(Records of labeled points)
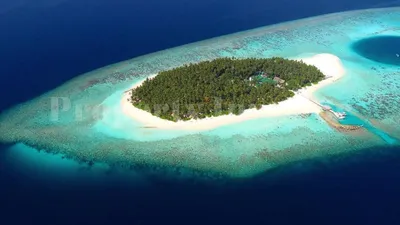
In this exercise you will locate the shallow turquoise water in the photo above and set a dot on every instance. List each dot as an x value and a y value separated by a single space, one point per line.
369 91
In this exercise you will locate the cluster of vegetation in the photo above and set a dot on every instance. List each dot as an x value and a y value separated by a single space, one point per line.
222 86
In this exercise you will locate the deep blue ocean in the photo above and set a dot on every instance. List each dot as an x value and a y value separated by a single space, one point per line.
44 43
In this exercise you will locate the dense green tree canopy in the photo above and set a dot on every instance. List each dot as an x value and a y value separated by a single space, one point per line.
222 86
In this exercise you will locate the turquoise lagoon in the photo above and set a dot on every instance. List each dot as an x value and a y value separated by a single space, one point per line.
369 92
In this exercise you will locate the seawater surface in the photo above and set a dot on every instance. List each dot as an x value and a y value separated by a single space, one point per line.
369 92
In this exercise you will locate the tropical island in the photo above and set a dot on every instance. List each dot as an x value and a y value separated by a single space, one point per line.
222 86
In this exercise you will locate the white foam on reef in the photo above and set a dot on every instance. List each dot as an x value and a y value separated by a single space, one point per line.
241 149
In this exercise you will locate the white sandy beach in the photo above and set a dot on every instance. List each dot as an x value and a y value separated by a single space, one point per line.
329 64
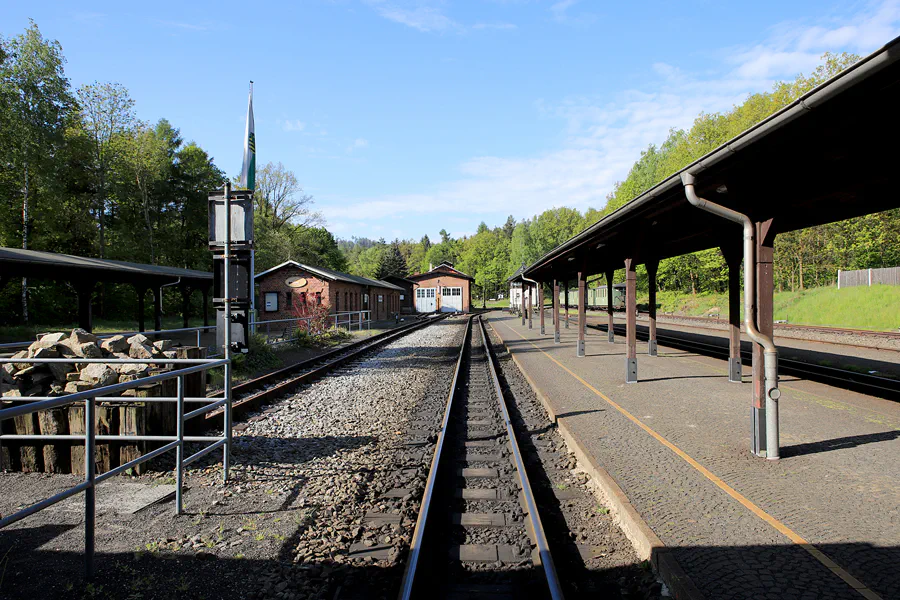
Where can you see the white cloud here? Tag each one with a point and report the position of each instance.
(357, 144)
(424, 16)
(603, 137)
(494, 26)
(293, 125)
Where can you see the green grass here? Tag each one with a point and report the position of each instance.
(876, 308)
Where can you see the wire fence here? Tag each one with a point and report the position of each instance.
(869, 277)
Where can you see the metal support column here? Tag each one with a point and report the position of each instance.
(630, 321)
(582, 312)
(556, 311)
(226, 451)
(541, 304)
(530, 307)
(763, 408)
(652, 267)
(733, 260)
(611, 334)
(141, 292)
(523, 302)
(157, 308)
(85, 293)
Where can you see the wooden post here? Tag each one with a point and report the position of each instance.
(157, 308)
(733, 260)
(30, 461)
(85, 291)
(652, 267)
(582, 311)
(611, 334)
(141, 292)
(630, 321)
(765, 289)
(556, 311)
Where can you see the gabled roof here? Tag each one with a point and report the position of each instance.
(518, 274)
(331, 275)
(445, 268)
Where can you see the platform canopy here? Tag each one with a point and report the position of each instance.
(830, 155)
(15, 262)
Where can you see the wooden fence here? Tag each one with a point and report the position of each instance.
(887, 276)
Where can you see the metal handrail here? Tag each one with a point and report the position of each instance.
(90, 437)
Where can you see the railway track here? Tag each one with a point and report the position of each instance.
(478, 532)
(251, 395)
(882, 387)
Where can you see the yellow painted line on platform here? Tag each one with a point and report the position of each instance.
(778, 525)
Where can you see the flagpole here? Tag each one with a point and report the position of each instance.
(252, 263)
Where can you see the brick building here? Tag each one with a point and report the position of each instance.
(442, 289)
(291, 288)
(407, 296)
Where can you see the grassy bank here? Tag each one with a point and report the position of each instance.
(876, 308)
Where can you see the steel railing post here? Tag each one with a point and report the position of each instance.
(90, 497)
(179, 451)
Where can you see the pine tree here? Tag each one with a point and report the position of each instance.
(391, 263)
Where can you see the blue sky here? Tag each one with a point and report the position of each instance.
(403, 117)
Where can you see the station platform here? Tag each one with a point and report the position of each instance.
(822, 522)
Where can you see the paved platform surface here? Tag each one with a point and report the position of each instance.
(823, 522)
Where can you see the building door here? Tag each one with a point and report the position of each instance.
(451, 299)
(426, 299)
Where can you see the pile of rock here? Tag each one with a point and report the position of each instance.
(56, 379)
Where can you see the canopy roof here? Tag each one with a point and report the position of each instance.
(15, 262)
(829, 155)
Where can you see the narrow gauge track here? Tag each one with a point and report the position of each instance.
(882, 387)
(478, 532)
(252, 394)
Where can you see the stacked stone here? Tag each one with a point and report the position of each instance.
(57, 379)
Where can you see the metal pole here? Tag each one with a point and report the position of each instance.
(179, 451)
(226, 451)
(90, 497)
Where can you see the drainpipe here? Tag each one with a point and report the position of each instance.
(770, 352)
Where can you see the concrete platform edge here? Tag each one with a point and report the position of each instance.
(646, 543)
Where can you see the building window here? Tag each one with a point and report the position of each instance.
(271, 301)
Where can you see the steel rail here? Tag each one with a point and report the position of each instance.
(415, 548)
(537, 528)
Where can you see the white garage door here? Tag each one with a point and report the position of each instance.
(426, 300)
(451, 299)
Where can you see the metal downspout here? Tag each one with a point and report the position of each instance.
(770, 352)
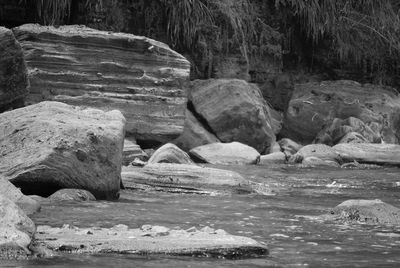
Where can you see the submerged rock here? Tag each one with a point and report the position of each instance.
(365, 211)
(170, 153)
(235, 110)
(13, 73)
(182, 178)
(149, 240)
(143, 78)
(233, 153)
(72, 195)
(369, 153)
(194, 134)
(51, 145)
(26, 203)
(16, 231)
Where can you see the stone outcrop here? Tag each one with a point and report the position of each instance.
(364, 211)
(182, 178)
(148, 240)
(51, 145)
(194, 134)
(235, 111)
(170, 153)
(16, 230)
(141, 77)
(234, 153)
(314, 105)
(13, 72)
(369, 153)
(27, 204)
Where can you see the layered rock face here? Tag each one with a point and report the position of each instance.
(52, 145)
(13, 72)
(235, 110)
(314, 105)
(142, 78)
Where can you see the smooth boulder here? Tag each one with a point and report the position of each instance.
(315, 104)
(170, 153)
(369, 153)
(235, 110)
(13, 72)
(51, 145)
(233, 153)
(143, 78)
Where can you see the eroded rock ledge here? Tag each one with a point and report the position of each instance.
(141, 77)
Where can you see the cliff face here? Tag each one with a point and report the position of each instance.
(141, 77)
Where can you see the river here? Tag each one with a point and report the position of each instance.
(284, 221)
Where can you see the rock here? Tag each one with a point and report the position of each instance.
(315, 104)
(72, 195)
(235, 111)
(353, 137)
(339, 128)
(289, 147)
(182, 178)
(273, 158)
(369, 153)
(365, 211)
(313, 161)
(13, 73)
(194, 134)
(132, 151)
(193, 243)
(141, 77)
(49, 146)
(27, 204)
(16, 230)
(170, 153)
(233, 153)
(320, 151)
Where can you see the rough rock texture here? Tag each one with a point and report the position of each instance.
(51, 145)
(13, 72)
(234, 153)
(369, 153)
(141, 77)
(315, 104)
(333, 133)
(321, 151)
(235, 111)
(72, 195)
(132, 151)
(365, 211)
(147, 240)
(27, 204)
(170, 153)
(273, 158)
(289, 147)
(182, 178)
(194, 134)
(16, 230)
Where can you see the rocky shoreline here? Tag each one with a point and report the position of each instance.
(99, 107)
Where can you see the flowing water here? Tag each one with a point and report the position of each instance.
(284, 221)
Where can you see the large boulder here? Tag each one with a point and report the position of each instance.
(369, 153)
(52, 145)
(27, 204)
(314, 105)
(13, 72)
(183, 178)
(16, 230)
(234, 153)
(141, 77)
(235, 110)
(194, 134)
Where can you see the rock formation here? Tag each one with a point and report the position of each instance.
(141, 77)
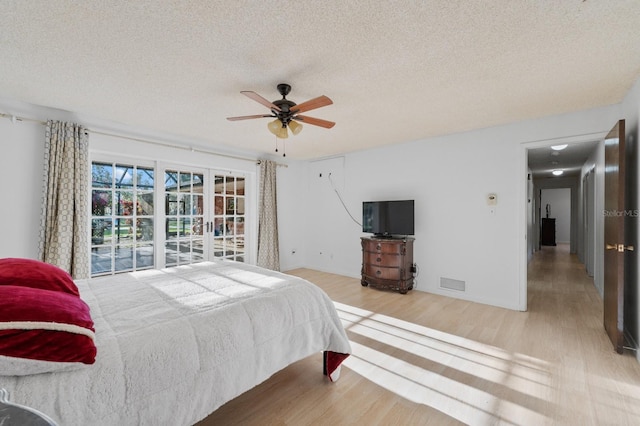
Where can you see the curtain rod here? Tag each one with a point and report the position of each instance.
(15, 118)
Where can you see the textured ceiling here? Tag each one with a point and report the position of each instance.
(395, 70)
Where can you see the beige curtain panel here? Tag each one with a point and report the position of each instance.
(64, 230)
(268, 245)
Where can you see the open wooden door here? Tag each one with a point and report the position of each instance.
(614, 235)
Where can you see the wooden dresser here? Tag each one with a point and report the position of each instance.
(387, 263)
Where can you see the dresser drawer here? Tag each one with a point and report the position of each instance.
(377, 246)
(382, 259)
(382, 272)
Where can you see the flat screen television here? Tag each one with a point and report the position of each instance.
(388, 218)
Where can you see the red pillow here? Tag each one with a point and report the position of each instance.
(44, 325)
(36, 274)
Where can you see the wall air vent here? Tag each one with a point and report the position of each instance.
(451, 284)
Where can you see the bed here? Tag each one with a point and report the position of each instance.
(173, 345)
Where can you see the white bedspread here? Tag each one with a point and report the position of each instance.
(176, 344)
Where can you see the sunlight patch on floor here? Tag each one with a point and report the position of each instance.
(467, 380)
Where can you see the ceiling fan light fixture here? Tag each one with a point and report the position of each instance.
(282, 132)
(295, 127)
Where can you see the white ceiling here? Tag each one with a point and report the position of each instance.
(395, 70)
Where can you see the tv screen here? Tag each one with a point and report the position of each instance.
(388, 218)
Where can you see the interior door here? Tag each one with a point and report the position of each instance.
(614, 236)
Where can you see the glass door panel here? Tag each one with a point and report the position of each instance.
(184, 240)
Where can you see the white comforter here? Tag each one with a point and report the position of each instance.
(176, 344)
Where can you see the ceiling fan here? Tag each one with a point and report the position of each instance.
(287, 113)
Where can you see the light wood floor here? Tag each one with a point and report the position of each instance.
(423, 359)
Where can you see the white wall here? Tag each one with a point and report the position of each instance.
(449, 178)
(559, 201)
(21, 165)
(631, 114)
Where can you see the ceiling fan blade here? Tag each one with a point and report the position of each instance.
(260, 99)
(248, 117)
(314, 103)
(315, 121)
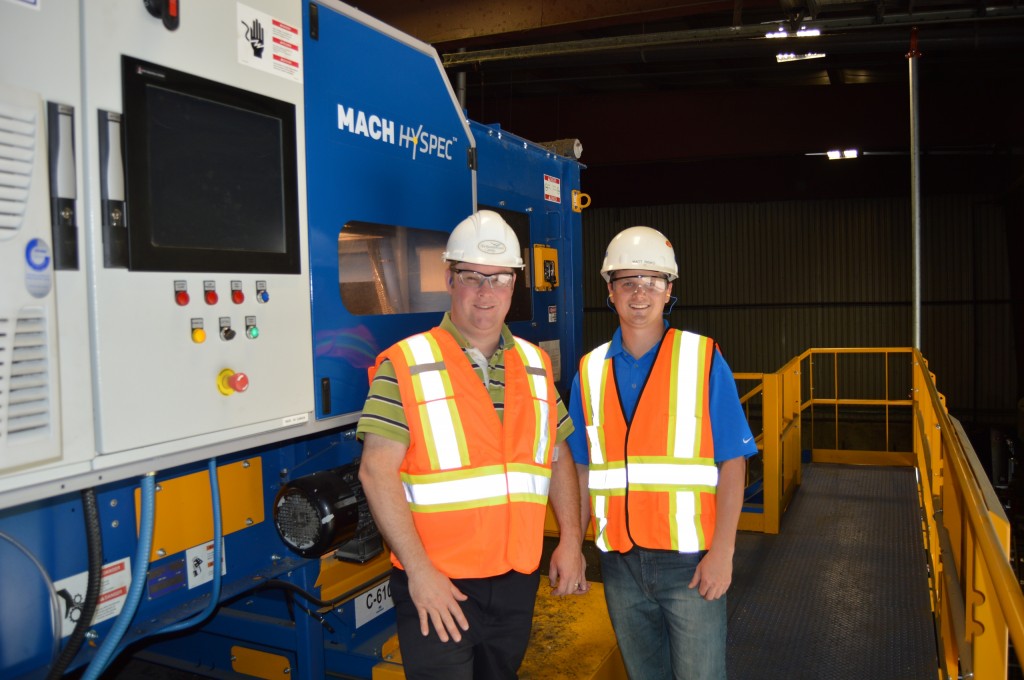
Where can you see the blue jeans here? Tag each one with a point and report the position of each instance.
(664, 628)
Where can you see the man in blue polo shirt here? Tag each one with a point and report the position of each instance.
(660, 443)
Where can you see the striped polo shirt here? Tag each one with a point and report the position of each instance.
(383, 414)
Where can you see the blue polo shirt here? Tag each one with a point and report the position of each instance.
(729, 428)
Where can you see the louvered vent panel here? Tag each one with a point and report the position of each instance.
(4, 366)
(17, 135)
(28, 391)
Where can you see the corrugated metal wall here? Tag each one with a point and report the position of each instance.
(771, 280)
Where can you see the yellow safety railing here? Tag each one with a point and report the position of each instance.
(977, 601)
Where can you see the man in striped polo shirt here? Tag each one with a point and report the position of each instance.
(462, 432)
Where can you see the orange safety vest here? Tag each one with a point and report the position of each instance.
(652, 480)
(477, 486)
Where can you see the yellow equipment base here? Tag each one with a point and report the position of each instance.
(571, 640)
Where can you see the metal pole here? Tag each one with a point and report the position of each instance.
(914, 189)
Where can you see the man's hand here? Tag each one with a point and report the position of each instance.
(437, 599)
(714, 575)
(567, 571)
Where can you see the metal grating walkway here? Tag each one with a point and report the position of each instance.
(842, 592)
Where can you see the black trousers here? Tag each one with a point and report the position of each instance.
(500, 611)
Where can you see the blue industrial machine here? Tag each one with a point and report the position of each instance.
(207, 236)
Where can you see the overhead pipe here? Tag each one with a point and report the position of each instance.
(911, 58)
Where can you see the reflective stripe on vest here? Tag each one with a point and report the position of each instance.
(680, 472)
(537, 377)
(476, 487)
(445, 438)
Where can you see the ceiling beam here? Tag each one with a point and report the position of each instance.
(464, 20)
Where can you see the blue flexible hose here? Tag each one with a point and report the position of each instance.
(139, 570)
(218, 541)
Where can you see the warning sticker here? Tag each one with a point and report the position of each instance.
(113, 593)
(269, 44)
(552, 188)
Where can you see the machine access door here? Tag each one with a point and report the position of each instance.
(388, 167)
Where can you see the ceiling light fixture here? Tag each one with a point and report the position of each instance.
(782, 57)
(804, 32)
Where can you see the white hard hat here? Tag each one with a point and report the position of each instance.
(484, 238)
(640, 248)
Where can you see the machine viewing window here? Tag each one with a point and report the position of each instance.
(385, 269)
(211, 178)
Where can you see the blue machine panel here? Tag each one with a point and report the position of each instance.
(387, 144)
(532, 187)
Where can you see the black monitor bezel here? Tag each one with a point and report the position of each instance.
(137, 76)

▶ EXERCISE OBJECTIVE
Please quote exactly the lines from the one containing "Where can you see the man's" through the last line of the records above, both included, and nothing else.

▶ SOLUTION TO THIS PROBLEM
Where can you see the man's hand here? Tag each one with a point and report the position of each instance.
(437, 599)
(714, 575)
(567, 571)
Where can you see the metal grating walkway here? Tag each one with a point and report the position of each instance.
(842, 592)
Where can you see the black trousers here? Tag each one with a point and report the position of each instance.
(500, 611)
Where can you see the blue industrial machine here? Tag each one with a point and report the position of each instance.
(207, 236)
Where can you see the overhead pipe here? Tag each one with a point and report the position of each instance.
(911, 58)
Where can you see the reflective stripe on vest here? Tag each one with a point and report the position of each instance.
(680, 472)
(537, 377)
(476, 487)
(445, 438)
Where can you see the ceiling beam here? Tag each one with a point and report the position of each instance.
(464, 20)
Where can you see the blue flexible hose here? Tag each one with a point and report the position of each instance.
(139, 570)
(218, 541)
Where can you see the warning sticker here? Tag each one with a point and report the position of each instance.
(113, 593)
(269, 44)
(552, 188)
Where can you see the machine access door here? Tag each one with a point and report the position of each instance.
(388, 167)
Where can you see the ceiling light fixture here? Tag each one with a point and report the position of each instance.
(782, 57)
(804, 32)
Where can you see the white hard hat here? Tag each one with a point and report the position of each instance.
(484, 238)
(640, 248)
Where can you see the machine viewing window here? Tag each one with a point and report the position of each instance.
(385, 269)
(211, 178)
Where can you see the blue machine panel here? Tag each one with a point and report the position of each instance.
(387, 144)
(532, 187)
Where can you see the black monitor bezel here? Tag each one with a point and report the position of each instance.
(137, 76)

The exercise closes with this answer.